Short task:
Retype the complete listing exactly as it appears.
┌─ Task data
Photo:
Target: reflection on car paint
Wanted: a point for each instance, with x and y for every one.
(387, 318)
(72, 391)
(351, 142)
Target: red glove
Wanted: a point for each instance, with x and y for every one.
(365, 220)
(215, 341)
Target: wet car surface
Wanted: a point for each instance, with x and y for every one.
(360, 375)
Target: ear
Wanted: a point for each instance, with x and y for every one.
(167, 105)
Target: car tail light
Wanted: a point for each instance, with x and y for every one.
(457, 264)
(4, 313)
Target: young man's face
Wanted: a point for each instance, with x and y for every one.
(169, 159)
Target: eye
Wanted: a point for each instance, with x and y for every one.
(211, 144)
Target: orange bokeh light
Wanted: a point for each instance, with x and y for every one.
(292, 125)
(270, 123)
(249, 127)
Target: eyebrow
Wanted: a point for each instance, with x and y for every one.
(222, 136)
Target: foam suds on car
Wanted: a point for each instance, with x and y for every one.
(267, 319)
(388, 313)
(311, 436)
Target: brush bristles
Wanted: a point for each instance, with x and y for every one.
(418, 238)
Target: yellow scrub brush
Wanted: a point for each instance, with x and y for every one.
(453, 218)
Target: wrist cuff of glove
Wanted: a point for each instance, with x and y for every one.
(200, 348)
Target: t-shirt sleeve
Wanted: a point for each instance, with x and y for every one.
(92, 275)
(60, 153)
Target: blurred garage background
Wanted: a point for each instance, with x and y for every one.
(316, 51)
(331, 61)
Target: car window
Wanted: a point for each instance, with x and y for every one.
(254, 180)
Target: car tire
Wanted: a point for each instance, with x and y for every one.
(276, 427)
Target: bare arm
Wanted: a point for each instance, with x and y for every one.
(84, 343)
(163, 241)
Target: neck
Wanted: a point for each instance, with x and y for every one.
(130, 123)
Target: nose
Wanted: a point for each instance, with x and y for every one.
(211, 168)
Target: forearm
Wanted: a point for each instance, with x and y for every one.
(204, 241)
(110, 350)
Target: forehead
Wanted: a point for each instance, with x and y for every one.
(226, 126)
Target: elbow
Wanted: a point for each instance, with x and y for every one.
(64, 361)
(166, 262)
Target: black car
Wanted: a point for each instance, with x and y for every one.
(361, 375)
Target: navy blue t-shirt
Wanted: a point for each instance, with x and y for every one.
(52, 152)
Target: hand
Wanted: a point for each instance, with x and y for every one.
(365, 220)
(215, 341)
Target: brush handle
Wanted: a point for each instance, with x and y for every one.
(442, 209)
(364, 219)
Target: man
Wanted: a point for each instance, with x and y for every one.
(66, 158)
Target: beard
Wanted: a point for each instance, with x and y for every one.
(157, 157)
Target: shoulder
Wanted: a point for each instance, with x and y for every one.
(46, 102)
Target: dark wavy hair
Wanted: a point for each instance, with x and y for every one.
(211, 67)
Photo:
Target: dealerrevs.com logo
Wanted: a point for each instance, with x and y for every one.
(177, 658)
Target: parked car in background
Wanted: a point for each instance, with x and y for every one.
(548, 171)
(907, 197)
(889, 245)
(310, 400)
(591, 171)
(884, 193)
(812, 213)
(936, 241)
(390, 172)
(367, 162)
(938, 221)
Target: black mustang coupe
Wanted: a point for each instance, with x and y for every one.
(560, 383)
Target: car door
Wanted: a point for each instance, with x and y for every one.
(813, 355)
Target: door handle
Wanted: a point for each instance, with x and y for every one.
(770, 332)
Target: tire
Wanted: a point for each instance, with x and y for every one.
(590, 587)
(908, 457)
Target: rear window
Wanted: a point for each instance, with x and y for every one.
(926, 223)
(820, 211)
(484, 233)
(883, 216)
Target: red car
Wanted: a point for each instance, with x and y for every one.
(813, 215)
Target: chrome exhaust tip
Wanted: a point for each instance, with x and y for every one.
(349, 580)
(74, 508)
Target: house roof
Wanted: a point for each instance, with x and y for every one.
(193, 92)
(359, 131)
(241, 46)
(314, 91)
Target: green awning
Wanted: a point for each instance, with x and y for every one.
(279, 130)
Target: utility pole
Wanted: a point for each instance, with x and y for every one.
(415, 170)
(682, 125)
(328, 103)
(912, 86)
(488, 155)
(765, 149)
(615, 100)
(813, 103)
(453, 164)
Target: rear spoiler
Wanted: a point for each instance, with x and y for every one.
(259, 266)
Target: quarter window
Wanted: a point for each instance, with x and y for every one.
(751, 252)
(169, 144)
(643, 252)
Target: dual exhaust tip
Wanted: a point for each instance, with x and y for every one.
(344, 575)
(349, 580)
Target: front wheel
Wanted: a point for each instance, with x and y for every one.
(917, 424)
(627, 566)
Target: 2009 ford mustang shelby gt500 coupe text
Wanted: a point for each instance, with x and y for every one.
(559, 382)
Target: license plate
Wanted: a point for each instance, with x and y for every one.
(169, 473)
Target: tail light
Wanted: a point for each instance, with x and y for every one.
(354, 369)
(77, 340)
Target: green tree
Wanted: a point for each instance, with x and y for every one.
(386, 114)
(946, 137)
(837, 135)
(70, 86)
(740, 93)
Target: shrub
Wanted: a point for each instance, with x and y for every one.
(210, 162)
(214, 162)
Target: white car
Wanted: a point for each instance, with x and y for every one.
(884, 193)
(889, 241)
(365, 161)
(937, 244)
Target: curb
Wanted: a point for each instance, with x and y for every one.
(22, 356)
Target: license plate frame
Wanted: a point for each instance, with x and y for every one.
└─
Final result:
Photo:
Target: reflection on car paint
Wanted: a point for each instance, with x and y for every one.
(387, 318)
(72, 391)
(351, 142)
Target: red glove
Wanted: a point for each instance, with x and y for every one.
(365, 220)
(215, 341)
Target: wet car surface
Wanted: a point for each instance, with x and y for every one.
(360, 375)
Target: ear
Wanted: a point for each instance, with x and y for every one.
(167, 105)
Target: car tail light
Wanted: a point for each instance, with x and y for every one.
(457, 264)
(4, 313)
Target: young man's face
Wanted: a point for each instance, with x and y for every one.
(169, 159)
Target: eye
Wanted: a point for each instance, with x and y for every one.
(211, 144)
Target: orange bokeh light
Wanted: a point for each instance, with x and y for every one.
(292, 125)
(270, 123)
(249, 127)
Target: eyebrow
Wanted: a point for each instance, with x and y for every one.
(222, 136)
Target: foam suds on car
Wanted: a point for each instance, with x and y for every one.
(267, 319)
(388, 313)
(311, 436)
Target: brush bristles
Wanted: a point for each instance, with x and y for every one.
(418, 238)
Target: yellow scrub brush
Wanted: a point for each instance, with x and y for every one.
(453, 218)
Target: wrist cuff of glove
Wanted: a point for each instance, with x and y for every one.
(200, 348)
Target: t-shirt sleeve
Wanted: a point for each instance, with x and y for every one.
(92, 275)
(60, 153)
Target: blurred garage background
Wanted: a point for each instance, with x and y for every one.
(316, 51)
(331, 61)
Target: car window
Wanted: a point for each instance, with x and y for every one.
(254, 180)
Target: car tire
Wanted: a point for each instance, with x and y for every one.
(276, 427)
Target: bare arm
Wanted: a point for each instance, with x and y for every one.
(84, 343)
(163, 241)
Target: neck
Wanted: a point for each instance, with x and y for every one.
(130, 123)
Target: nose
Wanted: a point for each instance, with x and y for every one.
(211, 168)
Target: forearm
Wanted: a point for each instance, with x and y for every one.
(204, 241)
(110, 350)
Target: forehead
Wanted: a point for each instance, with x and y for every one.
(226, 126)
Target: elbow
Wanted: a point for each instance, with x and y for every one.
(64, 361)
(166, 262)
Target: black car
Wanted: a point for each instance, with x and y for every one.
(361, 375)
Target: navy blue t-shirt
Wanted: a point for each instance, with x and y for every one.
(52, 152)
Target: hand
Wanted: a point for each instance, with x and y for every one.
(365, 220)
(215, 341)
Target: brush handle
Wanted: a point for each instance, with x and y for every one.
(442, 209)
(364, 219)
Target: man
Wanted: a point for each instance, with x and y for every one.
(66, 158)
Target: beard
Wanted: a point for each instance, with x and y for every one.
(157, 157)
Target: shoulder
Wanted: a point for each instance, with x and y for every one.
(46, 102)
Target: dark wavy hair
Wanted: a point for each instance, with x and y for every one.
(211, 67)
Photo:
Target: dealerrevs.com logo
Wanted: a point for each instance, with x and y for every one.
(177, 658)
Target: parked car in background
Wanted: a point for each instance, with x and y for every one.
(548, 171)
(907, 197)
(889, 245)
(310, 400)
(591, 171)
(884, 193)
(812, 213)
(936, 241)
(390, 172)
(367, 162)
(938, 221)
Target: black mustang coupe
Wanted: a point for each instance, with x and y for every one.
(560, 383)
Target: car door
Wanted: a point for each instance, with x and y for every one.
(813, 355)
Target: door handle
Wanted: a point for each instance, with x and y for every one.
(770, 332)
Target: tire
Wanted: a point for each instance, with x and y for every one.
(590, 587)
(908, 457)
Target: rear window
Wanted: a point for each instance, with x and y for every one.
(926, 223)
(820, 211)
(484, 233)
(883, 216)
Target: red car
Wanted: a point for each instance, with x and y for every one.
(813, 215)
Target: chrome exhaust tip
Wanted: a point for each instance, with x and y for every one.
(349, 580)
(74, 508)
Target: house roof
Wanted: a point for each instance, with x and y for every one.
(193, 92)
(359, 131)
(241, 46)
(314, 91)
Target: green awning
Wanted: a point for each instance, with x and y for every one.
(279, 130)
Target: utility pole
Wanted: a point for each instance, with x and y for every one.
(415, 170)
(682, 125)
(328, 103)
(912, 86)
(488, 155)
(765, 149)
(615, 100)
(813, 103)
(453, 164)
Target: rear spoiler
Wanted: a point for each instance, with x and y for every one.
(259, 266)
Target: quarter window
Wanted: a point for each instance, with x and y for every one.
(751, 252)
(169, 144)
(643, 252)
Target: dual exhaust tip
Wanted: a point for each instance, with x and y for every one.
(344, 575)
(349, 580)
Target: front wheel
Wanted: a point for each instance, with x and y for every one.
(917, 424)
(627, 566)
Target: 2009 ford mustang shelby gt500 coupe text
Wanted: a point for each instance, with x and y for every one.
(559, 382)
Target: license plate
Wanted: a point for each instance, with x and y for every one.
(169, 473)
Target: tail light
Wanted: a point for each instance, with x and y for every one.
(354, 369)
(77, 340)
Target: green tree
Wanted: a point for each instance, with x and y for every one.
(386, 114)
(946, 137)
(837, 135)
(70, 86)
(740, 93)
Target: shrub
Wanted: a point for each instance, with x and y for every one.
(210, 162)
(214, 162)
Target: white car
Wanted: a point for each instance, with x and y for every one.
(884, 193)
(889, 241)
(365, 161)
(937, 244)
Target: curb
Wanted: a point for each instance, with x and y for every one.
(22, 356)
Target: license plate frame
Wanted: a point for each instance, with x and y for every one.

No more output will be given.